▼

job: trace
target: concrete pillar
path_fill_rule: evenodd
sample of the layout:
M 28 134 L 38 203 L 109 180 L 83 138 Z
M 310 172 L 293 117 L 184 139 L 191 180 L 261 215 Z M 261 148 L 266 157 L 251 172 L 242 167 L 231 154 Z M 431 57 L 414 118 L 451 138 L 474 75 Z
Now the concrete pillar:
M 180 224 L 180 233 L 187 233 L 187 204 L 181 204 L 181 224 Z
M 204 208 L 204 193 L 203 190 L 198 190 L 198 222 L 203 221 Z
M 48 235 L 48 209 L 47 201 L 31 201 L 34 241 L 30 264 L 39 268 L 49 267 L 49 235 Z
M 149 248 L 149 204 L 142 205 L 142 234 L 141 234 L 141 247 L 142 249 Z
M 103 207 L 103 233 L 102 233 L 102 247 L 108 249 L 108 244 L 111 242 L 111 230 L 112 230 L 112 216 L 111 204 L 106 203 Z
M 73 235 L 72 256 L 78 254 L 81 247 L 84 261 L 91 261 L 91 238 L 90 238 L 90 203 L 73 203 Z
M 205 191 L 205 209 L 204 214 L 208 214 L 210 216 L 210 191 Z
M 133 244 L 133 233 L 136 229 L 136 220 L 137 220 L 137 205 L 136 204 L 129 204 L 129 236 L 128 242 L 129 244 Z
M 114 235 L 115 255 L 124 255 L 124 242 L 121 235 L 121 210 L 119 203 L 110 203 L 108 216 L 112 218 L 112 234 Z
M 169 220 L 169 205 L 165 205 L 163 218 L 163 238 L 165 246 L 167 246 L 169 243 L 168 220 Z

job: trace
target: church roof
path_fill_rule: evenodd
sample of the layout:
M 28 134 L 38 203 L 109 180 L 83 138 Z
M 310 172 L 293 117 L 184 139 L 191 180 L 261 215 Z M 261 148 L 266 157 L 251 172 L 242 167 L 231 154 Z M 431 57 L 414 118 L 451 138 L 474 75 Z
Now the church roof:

▲

Goal
Could you rescale the entries from the start through the line holding "M 169 220 L", inclusive, writing those lines out again in full, requests included, with every outline coordinate in the answers multiplied by 2.1 and rounded to a whole number, halves rounding up? Leave the numbers in the requests and their layout samples as they are.

Final answer
job: trace
target: concrete pillar
path_fill_rule: evenodd
sample of the layout:
M 28 134 L 38 203 L 109 180 L 83 138 Z
M 310 172 L 293 117 L 184 139 L 191 180 L 261 215 Z M 261 148 L 266 157 L 251 172 L 242 167 L 231 154 Z M 431 57 L 414 118 L 451 138 L 474 75 Z
Now the concrete pillar:
M 378 470 L 378 489 L 393 489 L 393 428 L 380 428 L 380 470 Z
M 428 437 L 428 405 L 426 399 L 416 399 L 416 466 L 426 464 Z
M 101 494 L 101 439 L 99 422 L 65 422 L 71 506 L 63 554 L 82 563 L 103 561 L 103 494 Z
M 313 521 L 313 428 L 298 431 L 298 491 L 296 491 L 296 519 L 298 523 Z
M 216 435 L 216 489 L 214 489 L 214 519 L 227 523 L 227 512 L 233 508 L 233 483 L 235 483 L 235 454 L 233 428 L 223 426 Z
M 153 494 L 151 538 L 164 533 L 170 519 L 176 548 L 191 548 L 191 500 L 189 500 L 189 426 L 153 426 Z
M 431 401 L 431 439 L 428 449 L 437 449 L 441 454 L 441 401 Z
M 279 512 L 279 489 L 286 481 L 286 462 L 288 462 L 288 431 L 286 428 L 271 428 L 271 496 L 269 508 L 271 512 Z
M 239 494 L 242 536 L 260 536 L 260 508 L 254 494 L 254 441 L 250 426 L 231 426 L 227 454 L 235 458 L 235 491 Z
M 355 462 L 355 431 L 347 431 L 342 458 L 342 500 L 347 517 L 351 517 L 355 510 L 353 462 Z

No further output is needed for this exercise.